ISLAMABAD: Pakistan’s Supreme Court began hearings on Friday on a petition by rights activists seeking to halt deportation of Afghan refugees, a lawyer said, as authorities are combing refugee settlements in an effort to find and send home thousands.
More than 370,000 Afghans have fled Pakistan since Oct. 1, after Pakistan vowed to expel more than a million undocumented refugees, mostly Afghans, amid a row with Kabul over charges that it harbors anti-Pakistan militants.
“Due to the urgency, as thousands of people are suffering on daily basis, I’ve requested the court to take up the case as early as next week,” said Umar Ijaz Gilani, the lawyer representing the rights activists.
The panel of three judges hearing the case has asked the government, the interior (home) and foreign ministries, as well as a panel of government and top military officials, to furnish an explanation in reply, the lawyer said.
Thousands of Afghans have gone underground in Pakistan to avoid deportation, fearing for their lives if they return to Taliban-ruled Afghanistan following a hasty and chaotic withdrawal of US-led Western forces in 2021.
Children born to Afghan families in Pakistan could not be sent back due to their birthright, Gilani said.
Friday’s petition is separate from another focused exclusively on seeking Pakistani citizenship for such children, as guaranteed by the South Asian nation’s constitution, he said.

● RAW RECORDS:
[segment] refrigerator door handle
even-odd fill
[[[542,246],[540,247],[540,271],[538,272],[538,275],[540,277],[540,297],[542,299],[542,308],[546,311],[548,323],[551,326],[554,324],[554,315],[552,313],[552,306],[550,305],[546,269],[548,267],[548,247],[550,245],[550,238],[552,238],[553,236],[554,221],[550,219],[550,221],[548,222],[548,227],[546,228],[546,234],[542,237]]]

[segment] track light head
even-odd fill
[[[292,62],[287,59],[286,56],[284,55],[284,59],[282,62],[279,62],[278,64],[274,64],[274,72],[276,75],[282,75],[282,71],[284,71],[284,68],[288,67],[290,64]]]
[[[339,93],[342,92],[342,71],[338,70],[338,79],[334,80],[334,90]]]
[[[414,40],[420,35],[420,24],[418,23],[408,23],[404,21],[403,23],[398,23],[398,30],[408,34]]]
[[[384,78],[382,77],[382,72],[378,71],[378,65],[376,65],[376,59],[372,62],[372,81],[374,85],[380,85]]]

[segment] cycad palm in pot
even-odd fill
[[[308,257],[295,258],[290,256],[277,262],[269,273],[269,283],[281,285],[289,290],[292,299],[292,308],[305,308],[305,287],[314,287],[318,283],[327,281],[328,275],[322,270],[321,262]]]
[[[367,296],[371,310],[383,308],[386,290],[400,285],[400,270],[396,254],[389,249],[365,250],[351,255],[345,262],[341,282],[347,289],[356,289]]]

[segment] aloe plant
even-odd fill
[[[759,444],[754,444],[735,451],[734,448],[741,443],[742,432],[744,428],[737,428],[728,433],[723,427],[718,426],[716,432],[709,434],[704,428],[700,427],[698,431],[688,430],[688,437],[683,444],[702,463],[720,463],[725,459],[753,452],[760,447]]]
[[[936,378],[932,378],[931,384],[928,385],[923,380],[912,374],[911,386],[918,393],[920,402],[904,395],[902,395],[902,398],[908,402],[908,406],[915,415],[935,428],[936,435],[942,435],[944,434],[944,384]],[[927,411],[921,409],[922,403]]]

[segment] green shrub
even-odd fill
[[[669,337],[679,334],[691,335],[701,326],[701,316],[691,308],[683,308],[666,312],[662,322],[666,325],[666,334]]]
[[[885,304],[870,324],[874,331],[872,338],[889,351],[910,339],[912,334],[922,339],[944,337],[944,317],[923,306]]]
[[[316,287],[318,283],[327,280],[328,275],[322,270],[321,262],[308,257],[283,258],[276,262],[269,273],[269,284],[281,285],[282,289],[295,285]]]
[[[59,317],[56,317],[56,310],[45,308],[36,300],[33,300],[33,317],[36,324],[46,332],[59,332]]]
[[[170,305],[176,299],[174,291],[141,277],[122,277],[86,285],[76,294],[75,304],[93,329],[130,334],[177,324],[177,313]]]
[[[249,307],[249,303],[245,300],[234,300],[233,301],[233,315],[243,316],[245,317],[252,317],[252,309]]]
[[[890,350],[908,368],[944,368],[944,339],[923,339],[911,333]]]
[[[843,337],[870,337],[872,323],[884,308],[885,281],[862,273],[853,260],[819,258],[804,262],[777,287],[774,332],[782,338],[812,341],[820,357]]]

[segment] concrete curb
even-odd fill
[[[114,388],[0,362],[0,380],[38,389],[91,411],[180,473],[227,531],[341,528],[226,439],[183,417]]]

● TASK INSTRUCTIONS: Based on the news story about Afghan refugees in Pakistan, explain in one to three sentences why the lawyer for the rights activists asked the court to hear the case as early as next week.

● FULL RESPONSE: He said the matter was urgent because thousands of people are suffering every day.